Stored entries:
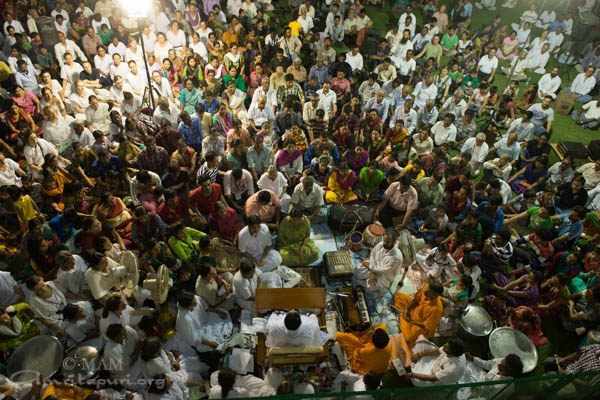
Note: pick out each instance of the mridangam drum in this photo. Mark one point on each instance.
(373, 234)
(504, 341)
(355, 242)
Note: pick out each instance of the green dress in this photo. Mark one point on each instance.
(289, 240)
(10, 339)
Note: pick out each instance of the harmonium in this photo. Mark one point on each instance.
(351, 308)
(338, 265)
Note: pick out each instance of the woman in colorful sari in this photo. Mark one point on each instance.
(27, 100)
(293, 240)
(357, 158)
(289, 162)
(375, 145)
(591, 229)
(53, 184)
(532, 176)
(17, 325)
(112, 213)
(340, 184)
(190, 96)
(224, 223)
(526, 320)
(223, 119)
(184, 243)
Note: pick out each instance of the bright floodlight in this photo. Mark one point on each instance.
(137, 8)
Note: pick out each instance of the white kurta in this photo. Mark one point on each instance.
(447, 370)
(101, 283)
(384, 264)
(307, 334)
(117, 359)
(74, 280)
(256, 244)
(48, 308)
(126, 318)
(278, 185)
(76, 331)
(8, 295)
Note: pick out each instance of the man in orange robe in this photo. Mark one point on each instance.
(366, 351)
(419, 314)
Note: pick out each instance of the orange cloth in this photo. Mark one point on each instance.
(362, 353)
(429, 312)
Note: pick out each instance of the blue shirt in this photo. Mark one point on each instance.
(191, 134)
(490, 223)
(62, 228)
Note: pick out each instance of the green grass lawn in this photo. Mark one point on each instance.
(563, 128)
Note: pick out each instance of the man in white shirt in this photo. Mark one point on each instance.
(355, 60)
(437, 366)
(259, 114)
(555, 39)
(268, 92)
(398, 52)
(118, 67)
(424, 91)
(587, 116)
(238, 185)
(455, 105)
(523, 127)
(543, 115)
(256, 244)
(308, 198)
(444, 131)
(383, 264)
(294, 330)
(136, 80)
(549, 84)
(538, 59)
(65, 45)
(405, 67)
(518, 66)
(582, 85)
(407, 114)
(328, 99)
(487, 66)
(478, 149)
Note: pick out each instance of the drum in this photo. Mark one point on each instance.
(81, 363)
(355, 242)
(504, 341)
(373, 234)
(475, 323)
(41, 355)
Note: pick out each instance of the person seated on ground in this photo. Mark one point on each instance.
(368, 350)
(293, 240)
(437, 366)
(350, 382)
(439, 264)
(17, 325)
(294, 330)
(341, 184)
(383, 264)
(399, 201)
(121, 354)
(308, 198)
(497, 369)
(194, 339)
(587, 116)
(255, 243)
(419, 314)
(521, 291)
(216, 290)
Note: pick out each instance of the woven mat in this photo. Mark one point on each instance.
(311, 276)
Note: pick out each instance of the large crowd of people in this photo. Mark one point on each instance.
(216, 130)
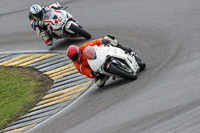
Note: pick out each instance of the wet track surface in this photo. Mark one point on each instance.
(165, 34)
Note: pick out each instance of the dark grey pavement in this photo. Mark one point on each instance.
(165, 33)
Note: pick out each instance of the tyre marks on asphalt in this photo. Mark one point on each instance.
(68, 85)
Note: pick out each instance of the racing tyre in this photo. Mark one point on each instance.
(125, 73)
(80, 31)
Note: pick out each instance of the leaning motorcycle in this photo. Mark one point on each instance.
(113, 61)
(61, 24)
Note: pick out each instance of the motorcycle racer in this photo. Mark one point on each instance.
(75, 53)
(37, 15)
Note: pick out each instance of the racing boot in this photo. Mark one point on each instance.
(127, 50)
(101, 79)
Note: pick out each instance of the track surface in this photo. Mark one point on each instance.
(165, 33)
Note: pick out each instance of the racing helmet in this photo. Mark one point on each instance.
(74, 53)
(36, 11)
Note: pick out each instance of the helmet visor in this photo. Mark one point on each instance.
(38, 15)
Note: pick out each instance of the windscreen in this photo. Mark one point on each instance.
(89, 53)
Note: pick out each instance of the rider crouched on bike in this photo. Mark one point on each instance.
(75, 53)
(37, 15)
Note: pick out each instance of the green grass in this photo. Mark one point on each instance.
(17, 91)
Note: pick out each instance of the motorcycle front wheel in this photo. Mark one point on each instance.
(80, 31)
(122, 72)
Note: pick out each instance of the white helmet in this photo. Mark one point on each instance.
(36, 11)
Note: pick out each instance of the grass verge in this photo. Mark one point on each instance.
(20, 89)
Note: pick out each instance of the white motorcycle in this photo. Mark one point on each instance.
(113, 61)
(61, 24)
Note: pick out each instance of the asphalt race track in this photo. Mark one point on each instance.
(165, 33)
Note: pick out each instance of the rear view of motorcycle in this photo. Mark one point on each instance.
(63, 25)
(114, 62)
(54, 21)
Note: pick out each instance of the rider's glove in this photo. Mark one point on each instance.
(110, 39)
(42, 33)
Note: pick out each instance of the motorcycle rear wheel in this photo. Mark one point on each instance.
(80, 31)
(122, 72)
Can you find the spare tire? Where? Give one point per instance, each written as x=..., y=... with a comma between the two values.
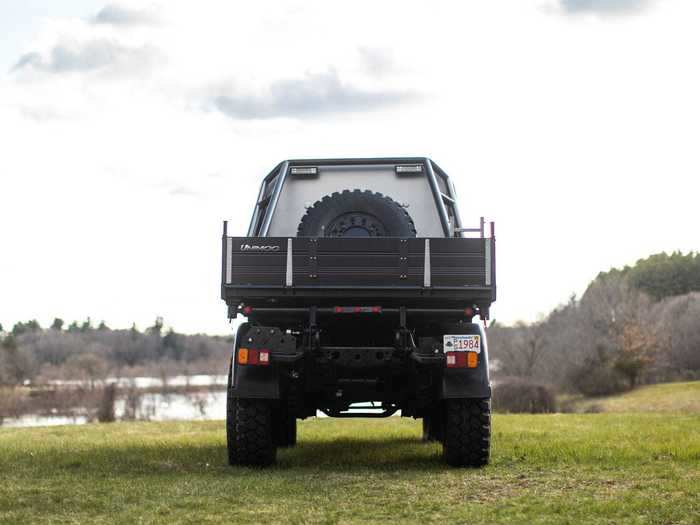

Exercise prompt -
Reproduce all of the stored entries above word for word, leaving out the pictures.

In response -
Note: pick out each instance of the mridangam drum in this photo. Mark one point on each instance.
(373, 234)
(504, 341)
(355, 242)
Note: pick out each instance of the green dress in this photo. Mark one point on each instance.
(289, 240)
(10, 339)
Note: pick out each instance of the harmonium in this photo. Mark one point on each instance.
(351, 308)
(338, 265)
Note: pick out each instance of the woman in colorful sari in this photo. Mark one point on each instance.
(27, 100)
(293, 240)
(357, 158)
(289, 162)
(375, 145)
(591, 229)
(53, 184)
(532, 176)
(17, 325)
(112, 213)
(340, 184)
(190, 96)
(224, 223)
(526, 320)
(223, 119)
(184, 243)
Note: pick out each instance of the bright floodlight in this photo. Mark one point on each instance.
(137, 8)
Note: pick out each instance of the white kurta in this photo. Mark one point on each instance.
(447, 370)
(101, 283)
(384, 264)
(307, 334)
(117, 359)
(74, 280)
(256, 244)
(48, 308)
(126, 318)
(278, 185)
(76, 331)
(8, 295)
Note: pick out each instance of the man in orange robe in this photo. Mark one point on each instance.
(366, 351)
(419, 314)
Note: pick out each instance of the orange cloth in this photo. Mark one point on each instance.
(362, 353)
(429, 312)
Note: pick out each instance of the blue shirt in this photo. Mark one point on each instance.
(191, 134)
(490, 223)
(62, 228)
Note: pick out each instance of the green grass lawn in this photo. Mark one point on each instance.
(563, 128)
Note: pick out each instance of the man in white shirt in this photo. Mark one point on each instance.
(355, 60)
(437, 366)
(259, 114)
(555, 39)
(268, 92)
(398, 52)
(118, 67)
(424, 91)
(587, 116)
(238, 185)
(455, 105)
(523, 127)
(543, 115)
(256, 244)
(308, 198)
(444, 131)
(383, 264)
(294, 330)
(136, 80)
(549, 84)
(538, 59)
(65, 45)
(405, 67)
(518, 66)
(582, 85)
(407, 114)
(328, 99)
(487, 66)
(478, 149)
Note: pick out each instance of the drum in this photo. Mark one point on each instance.
(81, 363)
(355, 242)
(504, 341)
(373, 234)
(475, 323)
(41, 355)
Note: pick out each instance of the person seated on ground in this photo. Mark one point on each instance.
(368, 350)
(293, 240)
(437, 366)
(350, 382)
(439, 264)
(17, 325)
(294, 330)
(341, 184)
(383, 264)
(399, 201)
(121, 354)
(308, 198)
(497, 369)
(194, 339)
(587, 116)
(255, 243)
(419, 314)
(521, 291)
(216, 290)
Note: pick out each instance of the woven mat in this photo. Mark one point on each instance.
(311, 276)
Note: pick out each instance of the large crowd of people in this photo. Mark one point on each instance.
(216, 130)
Note: pick out each instance of the wet track surface in this photo. Mark one point on each instance.
(165, 34)
Note: pick out each instance of the dark grey pavement in this photo. Mark one point on each instance.
(165, 33)
Note: pick out each instance of the tyre marks on asphalt in this photo. Mark one point on each instance.
(68, 85)
Note: pick out each instance of the racing tyre in this photo. Mark one point on each instance.
(125, 73)
(80, 31)
Note: pick out each instance of the leaning motorcycle in this photo. Mark one point on each instance.
(113, 61)
(61, 24)
Note: pick out each instance of the motorcycle racer in this photo. Mark one point on each instance.
(75, 53)
(37, 15)
Note: pick out each instance of the racing boot in this photo. Mark one point on each instance.
(127, 50)
(101, 79)
Note: pick out each instance of the track surface in this photo. Mark one point on each instance.
(165, 33)
Note: pick out each instance of the racing helmet in this photo. Mark one point on each instance.
(74, 53)
(36, 11)
Note: pick out each instance of the helmet visor in this photo. Mark one point on each instance.
(38, 15)
Note: pick out each instance of the windscreen in this photo. Mark one point on each instance.
(89, 53)
Note: pick out each instance of the rider crouched on bike in this photo. Mark one point on each instance.
(75, 53)
(37, 15)
Note: pick out each instance of the green grass in this photo. Mark one point on each instance.
(17, 91)
Note: pick out each instance of the motorcycle front wheel in this photo. Mark one point on each instance.
(80, 31)
(122, 72)
Note: pick out each instance of the white helmet in this photo. Mark one point on each instance.
(36, 11)
Note: pick out each instance of the grass verge in this photo. Mark one point on each instance.
(20, 89)
Note: pick out each instance of the white motorcycle in this photo. Mark one point on each instance.
(113, 61)
(61, 24)
Note: pick out each instance of the asphalt race track in this photo. Mark one point on each instance.
(165, 33)
Note: pick out each instance of the rear view of motorcycle in this photo. Mark one point on each instance.
(63, 25)
(114, 62)
(54, 21)
Note: pick out each instance of the rider's glove in this photo. Mark one point on each instance.
(110, 39)
(42, 33)
Note: pick out each instance of the motorcycle rear wheel in this photo. Mark one point on each instance.
(80, 31)
(122, 72)
Can you find the spare tire? Where? Give one point per instance, each written as x=..., y=... with a comma between the two values.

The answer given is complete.